======== TEXTE À LIRE ========

En 2006, l'Etat avait adjugé par une procédure d'enchères des licences d'exploitation de services Internet à haut débit par voie hertzienne, une sorte de super WiFi, baptisé WiMax pour Worldwide Interoperability for Microwave Access. Cette norme technique basée sur le standard de transmission radio 802.16 a été validée en 2001 par l'organisme international de normalisation IEEE. En théorie, une antenne WiMax permet de couvrir une zone de 50 kilomètres carré avec des débits totalement théoriques de 70 mégabits/s.
Plusieurs opérateurs s'étaient lancés dans l'aventure, avec en premier lieu Bolloré Télécom, le groupement Maxtel et de nombreuses collectivités territoriales, en particulier des régions, soucieuses d'ouvrir à tous leurs concitoyens le champ de l'Internet haut débit. Au total, l'Etat avait attribué 49 licences pour une récolte de 125 millions d'euros. Free/Iliad détient de son coté la seule licence nationale, acquise au petit opérateur normand Altitude Télécom.

========

**CONSIGNE 1:**
D'après le texte sur le WiMax, combien de licences l'État a-t-il attribuées et pour quelle somme totale ?
**CONSIGNE 2:**
Poursuivez le texte sur le WiMax à partir de sa dernière phrase.

======== LISTE DES DONNÉES ========

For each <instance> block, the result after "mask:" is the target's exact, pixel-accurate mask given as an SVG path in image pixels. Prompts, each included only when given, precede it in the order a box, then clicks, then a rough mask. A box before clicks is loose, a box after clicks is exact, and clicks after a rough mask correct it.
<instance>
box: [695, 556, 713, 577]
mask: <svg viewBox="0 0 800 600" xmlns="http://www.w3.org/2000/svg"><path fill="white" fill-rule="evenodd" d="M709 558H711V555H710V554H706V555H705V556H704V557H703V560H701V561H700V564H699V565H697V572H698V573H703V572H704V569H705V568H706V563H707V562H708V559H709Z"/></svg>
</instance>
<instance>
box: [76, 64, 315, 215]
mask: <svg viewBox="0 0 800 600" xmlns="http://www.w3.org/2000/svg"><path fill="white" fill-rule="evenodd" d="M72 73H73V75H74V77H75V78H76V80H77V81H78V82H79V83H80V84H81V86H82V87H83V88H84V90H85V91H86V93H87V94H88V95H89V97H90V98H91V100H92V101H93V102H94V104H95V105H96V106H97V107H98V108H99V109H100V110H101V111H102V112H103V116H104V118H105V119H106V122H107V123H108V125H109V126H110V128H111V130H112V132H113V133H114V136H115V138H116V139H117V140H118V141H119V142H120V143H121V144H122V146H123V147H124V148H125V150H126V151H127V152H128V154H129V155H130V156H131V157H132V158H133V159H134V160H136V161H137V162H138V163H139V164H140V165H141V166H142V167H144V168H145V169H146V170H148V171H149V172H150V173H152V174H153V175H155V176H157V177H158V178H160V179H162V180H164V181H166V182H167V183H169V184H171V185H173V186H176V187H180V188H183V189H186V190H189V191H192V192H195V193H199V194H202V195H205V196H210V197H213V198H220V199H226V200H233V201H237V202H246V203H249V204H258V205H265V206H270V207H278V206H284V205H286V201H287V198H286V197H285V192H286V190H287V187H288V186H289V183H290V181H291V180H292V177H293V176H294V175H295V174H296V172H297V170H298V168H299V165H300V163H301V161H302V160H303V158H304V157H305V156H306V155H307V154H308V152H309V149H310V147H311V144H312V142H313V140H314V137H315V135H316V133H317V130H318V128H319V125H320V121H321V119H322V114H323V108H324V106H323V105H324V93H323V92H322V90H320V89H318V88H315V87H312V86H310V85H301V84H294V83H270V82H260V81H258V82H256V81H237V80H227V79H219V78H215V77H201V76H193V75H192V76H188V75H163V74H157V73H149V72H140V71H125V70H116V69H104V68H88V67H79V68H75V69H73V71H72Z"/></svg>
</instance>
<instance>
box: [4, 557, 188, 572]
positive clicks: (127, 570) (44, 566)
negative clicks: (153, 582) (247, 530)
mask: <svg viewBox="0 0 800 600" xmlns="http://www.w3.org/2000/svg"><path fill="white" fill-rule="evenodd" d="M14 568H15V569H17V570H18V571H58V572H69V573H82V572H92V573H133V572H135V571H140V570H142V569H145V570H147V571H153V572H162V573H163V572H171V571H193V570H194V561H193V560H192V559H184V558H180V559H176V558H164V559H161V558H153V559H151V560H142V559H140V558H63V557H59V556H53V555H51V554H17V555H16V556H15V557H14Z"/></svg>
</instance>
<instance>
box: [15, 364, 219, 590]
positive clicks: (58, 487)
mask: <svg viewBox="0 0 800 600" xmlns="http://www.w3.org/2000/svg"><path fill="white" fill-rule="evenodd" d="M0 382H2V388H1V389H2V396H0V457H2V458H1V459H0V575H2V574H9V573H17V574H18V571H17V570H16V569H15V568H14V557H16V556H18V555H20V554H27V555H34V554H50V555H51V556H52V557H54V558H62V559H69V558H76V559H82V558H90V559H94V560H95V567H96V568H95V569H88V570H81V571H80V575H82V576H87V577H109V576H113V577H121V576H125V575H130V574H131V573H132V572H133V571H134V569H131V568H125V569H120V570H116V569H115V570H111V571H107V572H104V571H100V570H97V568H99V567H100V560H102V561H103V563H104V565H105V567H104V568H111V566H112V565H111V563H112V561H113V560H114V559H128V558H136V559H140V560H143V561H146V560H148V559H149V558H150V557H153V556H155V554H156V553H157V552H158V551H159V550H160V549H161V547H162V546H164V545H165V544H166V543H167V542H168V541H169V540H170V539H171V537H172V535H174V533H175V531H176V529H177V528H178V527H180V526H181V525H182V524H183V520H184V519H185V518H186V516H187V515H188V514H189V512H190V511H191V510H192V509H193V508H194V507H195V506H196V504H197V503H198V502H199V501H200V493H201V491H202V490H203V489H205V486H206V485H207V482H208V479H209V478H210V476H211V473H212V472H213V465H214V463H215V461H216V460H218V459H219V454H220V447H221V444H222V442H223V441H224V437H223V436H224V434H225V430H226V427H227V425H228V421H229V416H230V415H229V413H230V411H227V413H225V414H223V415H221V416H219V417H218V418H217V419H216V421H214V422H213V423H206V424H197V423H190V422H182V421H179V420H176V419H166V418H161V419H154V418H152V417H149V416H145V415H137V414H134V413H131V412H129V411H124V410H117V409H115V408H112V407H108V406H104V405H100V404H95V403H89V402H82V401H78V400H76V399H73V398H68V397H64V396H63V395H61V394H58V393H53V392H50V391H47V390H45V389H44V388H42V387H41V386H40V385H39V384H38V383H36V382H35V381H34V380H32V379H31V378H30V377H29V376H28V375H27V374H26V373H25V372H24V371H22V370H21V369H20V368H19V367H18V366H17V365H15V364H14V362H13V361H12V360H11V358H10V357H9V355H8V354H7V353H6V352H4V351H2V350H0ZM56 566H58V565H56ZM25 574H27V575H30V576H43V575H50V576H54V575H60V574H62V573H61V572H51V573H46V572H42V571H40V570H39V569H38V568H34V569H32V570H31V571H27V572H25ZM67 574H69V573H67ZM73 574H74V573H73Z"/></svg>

========

**RÉPONSE 1:**
49 licences, pour 125 millions d'euros.

**RÉPONSE 2:**
Des analystes partagés
Deux ans plus tard, pas le moindre poteau en vue. Et l'Autorité de Régulation des Communications ARCEP nous promet un bilan sans concession sur le sujet. Le WiMax sera-t-il l'Arlésienne des télécommunications nationales ? S'agit-il d'une technologie mort-née ou au contraire d'une voie d'avenir. Ou peut-être d'une technologie complémentaire vouée à vivoter dans les quelques zones non couvertes par l'ADSL, le câble ou le satellite.